- [Descrição do problema]
Diga se cada afirmação a seguir confere com o trecho sobre o Huse, respondendo sim ou não e citando as palavras exatas do texto que decidem: 1. Hoje o hospital conta com 15 neurocirurgiões. 2. A direção do hospital vem mantendo a escala completa, como a Justiça determinou. 3. O paciente em coma no pronto-socorro da Zona Norte foi transferido para o Huse.

- [Trecho do documento]
☆ ☆ ☆

Veja como isso é mesmo impossível: ainda segundo a fonte do Cinform, no domingo, 26, pela manhã, havia um paciente em coma com anisocoria (sinal de gravidade clínica em paciente comatoso) no pronto-socorro da Zona Norte que não havia sido transferido para o Huse, muito menos realizado a tomografia computadorizada. Esse aí, coitado, a essa altura, já deve ter morrido também. Então, imagine se neste período de 90 dias o único tomógrafo que está operando no Huse quebrar novamente quantos irão sucumbir?

Huse coleciona problemas

Há ainda outra questão a ser resolvida no Huse: a escala incompleta dos neurocirurgiões. Apesar de a Justiça já ter determinado por liminar que a direção do hospital mantenha a escala completa, isto não vem ocorrendo. A alegação da gestão da unidade de saúde é que não há médicos suficientes. O que não é verdade.

Hoje há no hospital 15 neuros (quantidade razoável para um hospita de traumas), sendo que dois estão de licença e um em férias. Nessa subtração simples, restam 12. Quantidade, segundo o funcionário que concedeu entrevista ao Cinform, suficiente para cobrir a escala se não houvesse privilégios para um grupo de neurocirurgiões, sócios de uma empresa que atua fora do Huse. "Bastaria que houvesse uma distribuição das equipes de plantão de forma igualitária, o que não acontece", lamenta o colaborador.

☆ ☆ ☆

[Entradas do conjunto de dados]
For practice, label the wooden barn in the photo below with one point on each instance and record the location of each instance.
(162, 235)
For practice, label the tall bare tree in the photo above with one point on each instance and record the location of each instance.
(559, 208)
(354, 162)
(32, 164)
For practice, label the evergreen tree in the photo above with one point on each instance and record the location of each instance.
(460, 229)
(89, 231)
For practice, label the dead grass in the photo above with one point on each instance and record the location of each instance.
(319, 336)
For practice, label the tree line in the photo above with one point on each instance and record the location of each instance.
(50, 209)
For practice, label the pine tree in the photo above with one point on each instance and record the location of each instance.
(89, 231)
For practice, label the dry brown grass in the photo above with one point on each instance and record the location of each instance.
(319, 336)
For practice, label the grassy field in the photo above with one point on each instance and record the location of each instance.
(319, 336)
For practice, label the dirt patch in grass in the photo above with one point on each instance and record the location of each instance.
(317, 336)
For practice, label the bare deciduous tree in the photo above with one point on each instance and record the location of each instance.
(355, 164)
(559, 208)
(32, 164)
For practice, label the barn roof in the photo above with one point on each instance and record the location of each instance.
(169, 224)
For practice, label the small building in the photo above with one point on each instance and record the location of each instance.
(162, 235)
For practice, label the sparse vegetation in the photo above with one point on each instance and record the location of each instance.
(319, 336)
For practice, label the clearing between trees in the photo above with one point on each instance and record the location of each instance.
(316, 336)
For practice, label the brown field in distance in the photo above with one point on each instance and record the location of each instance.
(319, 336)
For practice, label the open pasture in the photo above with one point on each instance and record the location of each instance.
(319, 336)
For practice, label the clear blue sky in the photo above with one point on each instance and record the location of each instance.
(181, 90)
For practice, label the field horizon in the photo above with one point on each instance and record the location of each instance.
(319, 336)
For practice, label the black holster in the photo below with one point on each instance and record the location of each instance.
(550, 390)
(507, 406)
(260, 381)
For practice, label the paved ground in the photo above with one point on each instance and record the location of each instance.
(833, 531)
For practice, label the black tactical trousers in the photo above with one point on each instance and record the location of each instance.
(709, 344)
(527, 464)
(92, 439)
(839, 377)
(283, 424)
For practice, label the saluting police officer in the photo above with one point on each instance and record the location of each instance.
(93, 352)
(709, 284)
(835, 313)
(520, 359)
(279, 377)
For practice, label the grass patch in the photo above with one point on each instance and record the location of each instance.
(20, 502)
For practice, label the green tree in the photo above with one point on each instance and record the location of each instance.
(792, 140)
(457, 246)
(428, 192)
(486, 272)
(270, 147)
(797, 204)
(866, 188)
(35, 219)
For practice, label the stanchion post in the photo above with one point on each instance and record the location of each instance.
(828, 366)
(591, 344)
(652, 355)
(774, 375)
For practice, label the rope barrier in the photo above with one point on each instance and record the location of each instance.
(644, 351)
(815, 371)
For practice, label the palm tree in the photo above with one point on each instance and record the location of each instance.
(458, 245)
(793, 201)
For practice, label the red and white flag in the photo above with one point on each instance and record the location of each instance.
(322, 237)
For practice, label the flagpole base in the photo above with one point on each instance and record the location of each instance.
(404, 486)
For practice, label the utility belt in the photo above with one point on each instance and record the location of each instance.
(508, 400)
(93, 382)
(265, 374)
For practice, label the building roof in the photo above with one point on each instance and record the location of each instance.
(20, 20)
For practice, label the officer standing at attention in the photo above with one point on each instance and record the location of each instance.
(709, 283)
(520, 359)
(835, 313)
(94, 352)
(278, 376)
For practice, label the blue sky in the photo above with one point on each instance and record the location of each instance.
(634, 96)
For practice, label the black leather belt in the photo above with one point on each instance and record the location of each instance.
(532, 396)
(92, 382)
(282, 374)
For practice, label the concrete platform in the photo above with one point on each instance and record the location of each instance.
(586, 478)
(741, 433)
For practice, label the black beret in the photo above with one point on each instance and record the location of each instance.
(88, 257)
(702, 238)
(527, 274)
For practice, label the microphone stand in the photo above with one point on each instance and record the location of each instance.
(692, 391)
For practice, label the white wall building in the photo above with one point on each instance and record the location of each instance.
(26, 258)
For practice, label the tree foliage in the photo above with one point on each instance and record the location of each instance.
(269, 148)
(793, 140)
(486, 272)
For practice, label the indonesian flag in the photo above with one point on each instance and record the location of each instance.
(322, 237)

☆ ☆ ☆

- [Resultado do exercício]
1. Sim: "Hoje há no hospital 15 neuros".
2. Não: "isto não vem ocorrendo".
3. Não: "que não havia sido transferido para o Huse".